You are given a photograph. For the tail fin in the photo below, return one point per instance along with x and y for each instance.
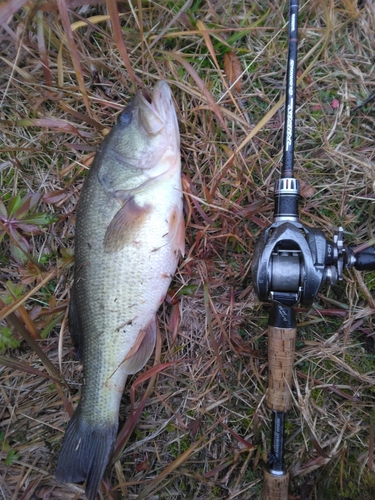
(85, 453)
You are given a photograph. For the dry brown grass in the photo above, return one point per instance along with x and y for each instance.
(205, 429)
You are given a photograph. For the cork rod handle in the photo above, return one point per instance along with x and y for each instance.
(281, 349)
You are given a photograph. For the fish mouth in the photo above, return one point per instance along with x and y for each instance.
(154, 109)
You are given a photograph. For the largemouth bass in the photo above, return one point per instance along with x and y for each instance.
(129, 235)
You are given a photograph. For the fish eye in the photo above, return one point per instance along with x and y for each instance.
(125, 118)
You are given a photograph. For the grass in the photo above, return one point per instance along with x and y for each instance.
(204, 431)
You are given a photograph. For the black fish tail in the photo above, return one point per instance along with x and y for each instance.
(85, 453)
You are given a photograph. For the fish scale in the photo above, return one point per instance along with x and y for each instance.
(129, 235)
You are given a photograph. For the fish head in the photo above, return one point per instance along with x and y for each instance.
(147, 131)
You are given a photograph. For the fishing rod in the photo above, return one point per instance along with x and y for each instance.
(290, 264)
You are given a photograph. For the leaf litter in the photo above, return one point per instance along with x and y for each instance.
(195, 425)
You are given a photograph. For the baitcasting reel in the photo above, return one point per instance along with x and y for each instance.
(292, 261)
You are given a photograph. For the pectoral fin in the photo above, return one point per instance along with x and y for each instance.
(125, 225)
(141, 351)
(176, 231)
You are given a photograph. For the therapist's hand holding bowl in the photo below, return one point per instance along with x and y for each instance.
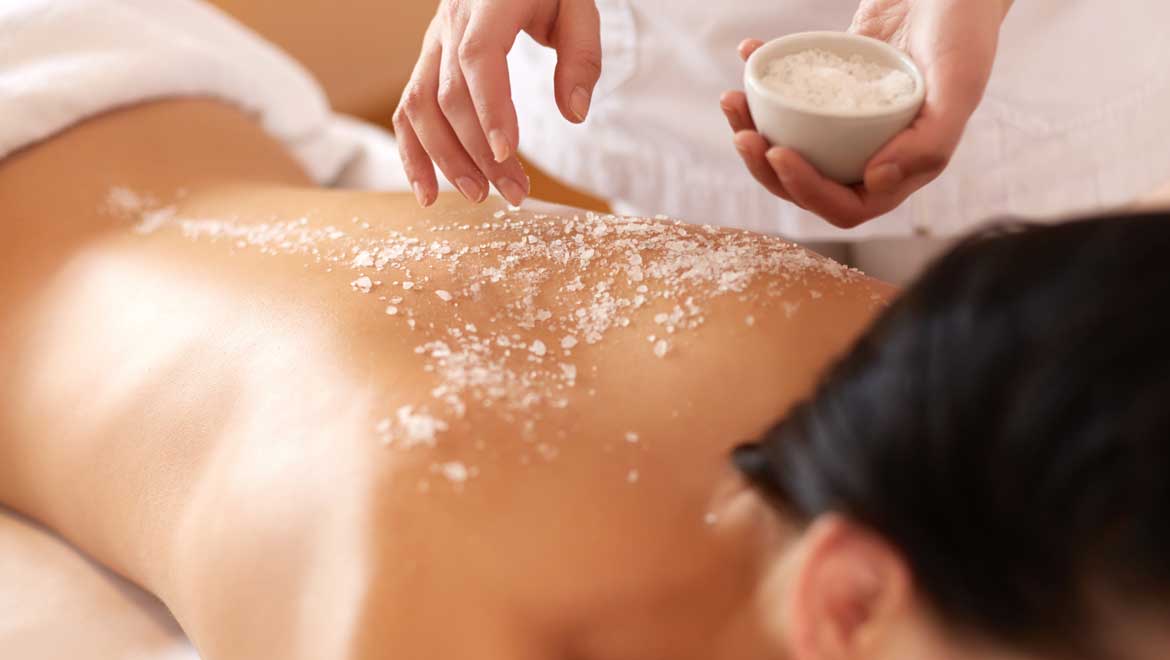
(954, 43)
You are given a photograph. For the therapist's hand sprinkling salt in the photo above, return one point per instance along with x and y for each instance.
(458, 112)
(954, 42)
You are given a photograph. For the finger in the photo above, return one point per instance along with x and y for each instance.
(752, 148)
(482, 56)
(578, 57)
(735, 108)
(419, 169)
(919, 152)
(455, 101)
(420, 104)
(837, 204)
(749, 46)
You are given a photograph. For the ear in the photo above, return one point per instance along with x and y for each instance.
(848, 591)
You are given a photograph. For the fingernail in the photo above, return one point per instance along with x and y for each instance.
(513, 191)
(885, 178)
(500, 146)
(578, 103)
(419, 194)
(470, 188)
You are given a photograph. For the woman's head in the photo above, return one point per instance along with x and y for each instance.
(991, 461)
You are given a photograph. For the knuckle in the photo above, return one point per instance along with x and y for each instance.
(472, 50)
(413, 101)
(448, 96)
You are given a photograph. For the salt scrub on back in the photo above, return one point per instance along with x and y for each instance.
(825, 81)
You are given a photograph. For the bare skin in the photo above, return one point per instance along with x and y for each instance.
(201, 419)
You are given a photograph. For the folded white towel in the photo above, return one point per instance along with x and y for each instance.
(62, 61)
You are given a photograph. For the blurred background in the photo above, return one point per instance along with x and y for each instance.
(363, 56)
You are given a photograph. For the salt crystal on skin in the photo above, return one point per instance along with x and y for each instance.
(455, 472)
(418, 427)
(661, 348)
(826, 81)
(363, 284)
(363, 260)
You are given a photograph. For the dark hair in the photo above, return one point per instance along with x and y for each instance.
(1006, 426)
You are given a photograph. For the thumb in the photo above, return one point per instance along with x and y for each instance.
(578, 46)
(921, 151)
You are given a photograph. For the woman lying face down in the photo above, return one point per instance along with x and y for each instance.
(332, 425)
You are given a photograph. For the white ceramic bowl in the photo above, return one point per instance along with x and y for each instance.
(838, 144)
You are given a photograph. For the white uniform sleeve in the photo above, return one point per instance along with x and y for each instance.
(62, 61)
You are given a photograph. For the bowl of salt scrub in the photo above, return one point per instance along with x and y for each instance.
(835, 98)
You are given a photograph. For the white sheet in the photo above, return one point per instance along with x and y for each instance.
(62, 61)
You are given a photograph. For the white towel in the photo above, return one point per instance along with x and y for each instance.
(62, 61)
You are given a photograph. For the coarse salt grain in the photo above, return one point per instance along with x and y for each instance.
(825, 81)
(363, 284)
(455, 472)
(363, 260)
(661, 346)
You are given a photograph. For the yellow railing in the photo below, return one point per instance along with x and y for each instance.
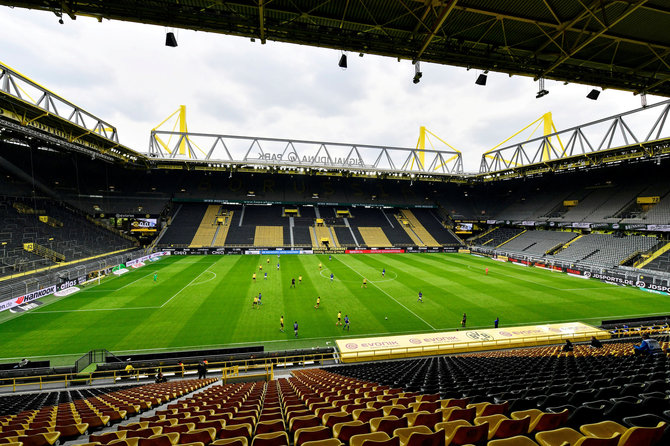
(251, 365)
(474, 346)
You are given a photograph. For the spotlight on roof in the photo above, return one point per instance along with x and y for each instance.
(541, 90)
(417, 72)
(170, 40)
(593, 94)
(343, 62)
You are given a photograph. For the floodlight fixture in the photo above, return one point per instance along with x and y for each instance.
(417, 72)
(170, 39)
(541, 91)
(593, 94)
(343, 62)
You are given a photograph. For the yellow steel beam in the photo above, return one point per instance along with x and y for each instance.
(261, 19)
(591, 39)
(446, 10)
(555, 26)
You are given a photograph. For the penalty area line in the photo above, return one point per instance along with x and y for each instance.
(189, 284)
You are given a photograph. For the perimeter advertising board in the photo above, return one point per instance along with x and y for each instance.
(366, 349)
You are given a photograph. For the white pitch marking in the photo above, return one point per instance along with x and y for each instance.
(396, 300)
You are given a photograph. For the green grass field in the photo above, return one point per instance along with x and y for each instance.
(206, 302)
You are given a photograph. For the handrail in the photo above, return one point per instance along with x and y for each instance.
(137, 374)
(501, 344)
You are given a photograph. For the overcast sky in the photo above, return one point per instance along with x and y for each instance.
(124, 74)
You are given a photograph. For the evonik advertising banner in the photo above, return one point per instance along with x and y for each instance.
(11, 303)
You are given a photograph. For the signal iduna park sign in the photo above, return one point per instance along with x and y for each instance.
(427, 344)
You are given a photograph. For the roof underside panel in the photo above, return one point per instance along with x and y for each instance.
(622, 44)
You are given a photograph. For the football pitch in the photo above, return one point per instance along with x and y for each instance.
(200, 302)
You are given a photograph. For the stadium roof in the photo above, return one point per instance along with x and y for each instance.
(621, 44)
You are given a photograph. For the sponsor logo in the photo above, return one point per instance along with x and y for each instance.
(67, 291)
(293, 157)
(477, 336)
(27, 298)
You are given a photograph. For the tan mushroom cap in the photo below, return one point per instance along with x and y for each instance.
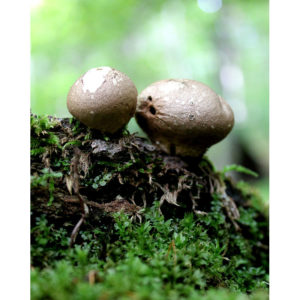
(103, 98)
(183, 117)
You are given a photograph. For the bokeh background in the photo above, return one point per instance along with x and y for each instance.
(223, 44)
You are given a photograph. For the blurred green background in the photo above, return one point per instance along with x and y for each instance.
(223, 44)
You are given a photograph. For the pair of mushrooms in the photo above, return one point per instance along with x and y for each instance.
(181, 117)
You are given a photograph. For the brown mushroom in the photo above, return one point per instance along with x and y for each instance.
(183, 117)
(103, 98)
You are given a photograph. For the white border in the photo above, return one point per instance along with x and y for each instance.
(285, 149)
(14, 155)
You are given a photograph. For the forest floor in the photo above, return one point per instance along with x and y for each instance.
(114, 218)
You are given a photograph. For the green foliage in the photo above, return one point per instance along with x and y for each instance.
(41, 135)
(46, 180)
(240, 169)
(190, 258)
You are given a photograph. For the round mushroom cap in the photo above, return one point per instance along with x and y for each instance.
(103, 98)
(183, 117)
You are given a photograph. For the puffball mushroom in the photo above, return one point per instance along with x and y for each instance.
(103, 98)
(183, 117)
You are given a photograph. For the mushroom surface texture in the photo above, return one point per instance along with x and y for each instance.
(183, 117)
(103, 98)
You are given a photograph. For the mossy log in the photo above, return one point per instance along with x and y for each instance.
(80, 174)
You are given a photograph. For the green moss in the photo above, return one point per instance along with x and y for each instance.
(190, 257)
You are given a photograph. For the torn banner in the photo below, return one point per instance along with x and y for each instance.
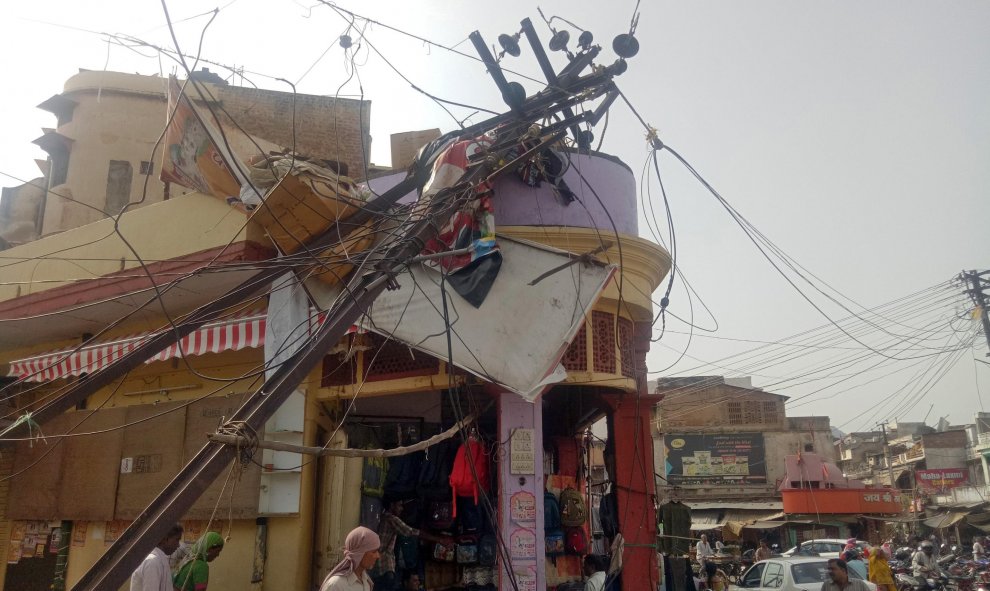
(192, 157)
(473, 226)
(517, 338)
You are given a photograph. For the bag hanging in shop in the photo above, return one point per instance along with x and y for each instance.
(445, 550)
(554, 542)
(407, 551)
(551, 511)
(575, 540)
(371, 512)
(467, 549)
(487, 550)
(573, 511)
(373, 476)
(403, 474)
(434, 477)
(608, 515)
(471, 461)
(440, 515)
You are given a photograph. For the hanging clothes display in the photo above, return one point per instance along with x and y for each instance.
(676, 519)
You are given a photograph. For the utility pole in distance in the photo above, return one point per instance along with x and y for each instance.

GOAL:
Beginning at the line with "You are given a photograph. For the round", reproduce each line exactly through the last line of the records above, with pictures left out.

ANSWER FOR THIS EXERCISE:
You are given a photograph. For the round mushroom cap in the photo above, return one point per instance along with x and y for each instance.
(103, 98)
(183, 117)
You are given a photograph. For the puffball mushroom in the photo above, return one point per instance along with x and y for each instance.
(103, 98)
(183, 117)
You are given a photograph. For the mushroom surface texture in the photo above, return one point per instance along with x and y for each instance.
(183, 117)
(103, 98)
You are given a photograph. For the mossy log in the photo above, return one point per instance along with x and y for each instance.
(80, 174)
You are given a photograph. For the green moss in the photo above, return one point per instance along with x and y for each instance.
(190, 257)
You are given a photograph. For the torn banner in the photo below, return one point per instance along with x and y for each instance.
(192, 157)
(473, 226)
(517, 338)
You are given a photograph. For the bag hanging in shop in the photo above, return one point per instance along with x and y for each instance.
(445, 550)
(554, 542)
(407, 551)
(551, 511)
(575, 540)
(371, 512)
(467, 549)
(487, 550)
(573, 511)
(373, 476)
(403, 474)
(434, 477)
(608, 515)
(471, 461)
(440, 515)
You are given a photograph. For the hanging clothes display in the photo above, return one point per instance along with x and y for each instance.
(676, 519)
You are given a photograph. For the utility pole in distance in the photo above, return one point per instance along with x and y for each instance.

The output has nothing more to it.